_Exercise brief_. Exact copies are required of the lines from the line containing "the yellow dandelion" through the final line of the listing, both included, and of no other lines.

══════

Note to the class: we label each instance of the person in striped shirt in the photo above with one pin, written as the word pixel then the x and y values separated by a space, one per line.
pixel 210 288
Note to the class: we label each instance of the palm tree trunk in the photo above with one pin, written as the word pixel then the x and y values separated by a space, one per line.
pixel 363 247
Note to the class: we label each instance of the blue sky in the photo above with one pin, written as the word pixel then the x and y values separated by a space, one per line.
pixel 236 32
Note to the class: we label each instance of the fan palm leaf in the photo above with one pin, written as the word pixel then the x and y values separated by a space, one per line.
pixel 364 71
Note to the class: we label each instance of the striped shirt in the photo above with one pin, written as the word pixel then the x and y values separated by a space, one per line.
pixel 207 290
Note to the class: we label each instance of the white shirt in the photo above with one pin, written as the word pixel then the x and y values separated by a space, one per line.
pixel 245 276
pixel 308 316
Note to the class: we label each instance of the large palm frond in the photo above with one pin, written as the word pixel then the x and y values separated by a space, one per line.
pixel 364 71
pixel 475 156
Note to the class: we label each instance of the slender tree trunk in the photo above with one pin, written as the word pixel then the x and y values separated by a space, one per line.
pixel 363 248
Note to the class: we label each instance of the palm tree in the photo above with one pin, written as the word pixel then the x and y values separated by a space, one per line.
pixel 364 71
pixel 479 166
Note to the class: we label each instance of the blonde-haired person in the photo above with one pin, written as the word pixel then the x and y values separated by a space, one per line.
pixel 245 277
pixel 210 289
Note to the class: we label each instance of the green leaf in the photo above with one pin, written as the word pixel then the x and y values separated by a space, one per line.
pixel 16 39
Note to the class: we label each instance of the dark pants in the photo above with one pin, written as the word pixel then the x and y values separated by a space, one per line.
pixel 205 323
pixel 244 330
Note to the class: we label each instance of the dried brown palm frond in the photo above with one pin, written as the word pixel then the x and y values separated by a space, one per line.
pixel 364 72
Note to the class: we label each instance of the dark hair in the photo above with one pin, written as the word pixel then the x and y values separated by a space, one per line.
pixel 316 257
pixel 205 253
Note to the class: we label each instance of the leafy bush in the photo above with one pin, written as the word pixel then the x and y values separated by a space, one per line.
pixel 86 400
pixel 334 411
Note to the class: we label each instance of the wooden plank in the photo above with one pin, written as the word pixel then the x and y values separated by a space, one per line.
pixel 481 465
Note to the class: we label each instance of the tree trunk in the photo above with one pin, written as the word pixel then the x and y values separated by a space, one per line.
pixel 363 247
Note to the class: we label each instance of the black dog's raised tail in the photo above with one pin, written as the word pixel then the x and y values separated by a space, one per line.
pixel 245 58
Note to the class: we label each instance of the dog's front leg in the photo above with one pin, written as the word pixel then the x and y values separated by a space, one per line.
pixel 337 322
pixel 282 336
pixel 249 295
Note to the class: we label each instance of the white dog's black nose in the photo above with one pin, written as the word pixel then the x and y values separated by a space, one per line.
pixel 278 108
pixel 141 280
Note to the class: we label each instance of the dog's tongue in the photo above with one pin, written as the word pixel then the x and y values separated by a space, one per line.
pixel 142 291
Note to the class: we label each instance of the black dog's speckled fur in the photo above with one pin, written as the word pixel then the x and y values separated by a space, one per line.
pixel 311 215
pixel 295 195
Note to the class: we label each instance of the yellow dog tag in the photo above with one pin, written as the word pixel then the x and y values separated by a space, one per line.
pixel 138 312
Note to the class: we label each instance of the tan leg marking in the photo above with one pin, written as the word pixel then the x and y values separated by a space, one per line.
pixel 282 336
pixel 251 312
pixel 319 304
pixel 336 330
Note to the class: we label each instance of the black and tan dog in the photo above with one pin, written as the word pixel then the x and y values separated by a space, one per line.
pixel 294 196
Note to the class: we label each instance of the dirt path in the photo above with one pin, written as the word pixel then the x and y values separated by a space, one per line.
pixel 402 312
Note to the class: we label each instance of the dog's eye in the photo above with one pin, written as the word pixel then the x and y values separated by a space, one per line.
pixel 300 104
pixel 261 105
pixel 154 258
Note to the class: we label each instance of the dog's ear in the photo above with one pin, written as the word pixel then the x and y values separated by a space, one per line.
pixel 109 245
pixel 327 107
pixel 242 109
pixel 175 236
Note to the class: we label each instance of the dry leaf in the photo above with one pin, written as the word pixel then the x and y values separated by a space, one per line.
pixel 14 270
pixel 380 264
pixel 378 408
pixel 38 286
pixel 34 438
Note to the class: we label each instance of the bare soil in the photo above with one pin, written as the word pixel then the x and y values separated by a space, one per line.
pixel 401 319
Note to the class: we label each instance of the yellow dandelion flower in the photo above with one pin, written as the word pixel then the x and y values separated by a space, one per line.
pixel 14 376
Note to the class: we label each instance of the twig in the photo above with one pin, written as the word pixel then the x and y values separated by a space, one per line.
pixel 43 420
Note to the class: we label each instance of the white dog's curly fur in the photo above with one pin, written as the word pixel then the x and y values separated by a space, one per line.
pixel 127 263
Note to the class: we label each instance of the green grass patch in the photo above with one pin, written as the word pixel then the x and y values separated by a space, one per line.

══════

_Result of the exercise_.
Note to the class: we label each instance of the yellow dandelion flower in the photo above with one pin, written as the word pixel then the x and y values separated by a space, one per line.
pixel 14 376
Note to the class: we label each instance of the twig in the photo above with one pin, written as the word pixel then the x and y values separated by a space, one per line.
pixel 43 420
Note to the class: we label each instance of the white dog's curly fur in the photo above with one pin, written as the word pixel then the x and y values separated by a space, one per line.
pixel 127 263
Note to the class: we label each instance of the green grass patch in the photo above with one pin, written as the word pixel then the x and y values separated by a space, one per line.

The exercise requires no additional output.